• _Document passage_:
Spoiled?
I had a discussion about upper-class cities today, and it got me thinking about wealth and opportunity.
Opportunity eludes some (perhaps many), and it’s often unfair. For example, a surgeon who moves from India to Canada is forced to work at Tim Horton’s because his degree is not transferrable and he can’t afford to upgrade. That’s difficult, because some people assume older people in the customer service industry are there because they can’t get a “real” job. They just couldn’t earn some marketing degree because they were too busy, I don’t know, failing at life.
This phenomenon is, of course, unfair. Anyone who’s ever worked a minimum-wage job during their high school/college/university years knows that it’s hard to be intermittently condescended to based on an apron. Everyone who has to ask “do you want fries with that?” knows that there’s a lot of jokes about imbeciles who have to ask wealthy and accomplished lawyers that question everyday.
On the other end of the spectrum is the obvious disdain some people have for those with comfortable salaries and upper-middle class homes.

• _Provided material_:
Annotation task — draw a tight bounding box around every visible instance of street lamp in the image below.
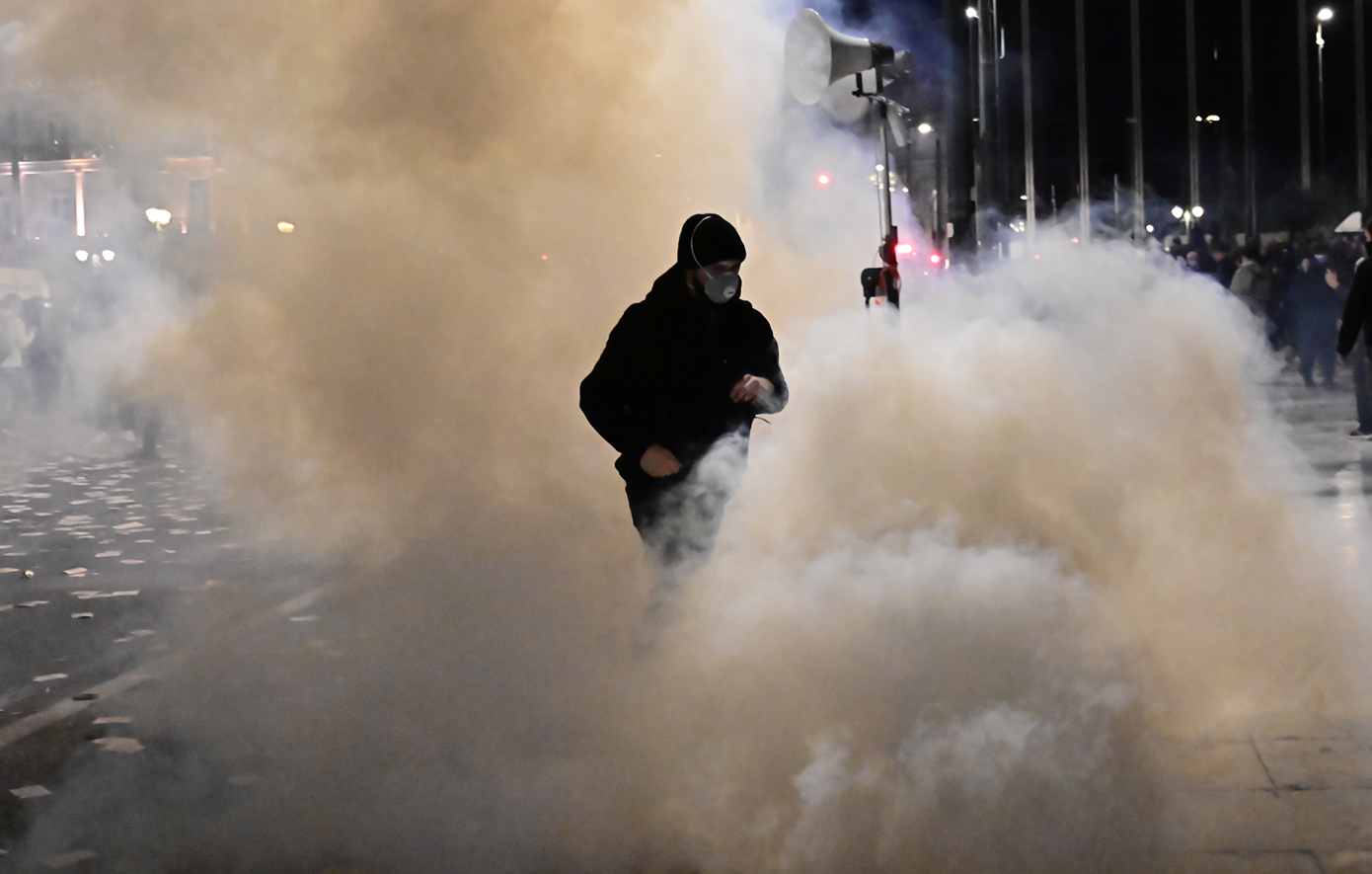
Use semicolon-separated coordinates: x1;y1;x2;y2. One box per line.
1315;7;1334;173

...

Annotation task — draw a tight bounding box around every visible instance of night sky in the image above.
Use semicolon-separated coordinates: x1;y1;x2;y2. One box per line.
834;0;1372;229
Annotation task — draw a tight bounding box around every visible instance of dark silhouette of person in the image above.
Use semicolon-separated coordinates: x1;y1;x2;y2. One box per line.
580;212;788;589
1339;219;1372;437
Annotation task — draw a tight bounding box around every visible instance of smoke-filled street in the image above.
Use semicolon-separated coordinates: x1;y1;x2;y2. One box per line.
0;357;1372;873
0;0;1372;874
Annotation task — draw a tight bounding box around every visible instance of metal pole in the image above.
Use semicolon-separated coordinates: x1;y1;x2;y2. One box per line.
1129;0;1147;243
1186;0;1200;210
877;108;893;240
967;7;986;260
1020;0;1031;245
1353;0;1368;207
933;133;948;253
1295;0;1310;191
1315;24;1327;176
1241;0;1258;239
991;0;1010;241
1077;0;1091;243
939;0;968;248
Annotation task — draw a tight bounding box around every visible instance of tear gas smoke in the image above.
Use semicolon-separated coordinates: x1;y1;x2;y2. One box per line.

• _Tasks to complete_:
1. Answer these questions about the essay on wealth and opportunity:
(a) In the surgeon example, which country does the surgeon move from, and which country does he move to?
(b) Based on what item of clothing are minimum-wage workers condescended to?
(c) What question do some of those workers have to ask?
2. Return the part of the essay on wealth and opportunity starting at "This phenomenon is, of" and ending at "upper-middle class homes.", copied word for word.
The lines above are separate material and are not part of the essay on wealth and opportunity.

• _Task-by-task outputs_:
1.
(a) The surgeon moves from India to Canada.
(b) They are condescended to based on an apron.
(c) They have to ask "do you want fries with that?"

2.
This phenomenon is, of course, unfair. Anyone who’s ever worked a minimum-wage job during their high school/college/university years knows that it’s hard to be intermittently condescended to based on an apron. Everyone who has to ask “do you want fries with that?” knows that there’s a lot of jokes about imbeciles who have to ask wealthy and accomplished lawyers that question everyday.
On the other end of the spectrum is the obvious disdain some people have for those with comfortable salaries and upper-middle class homes.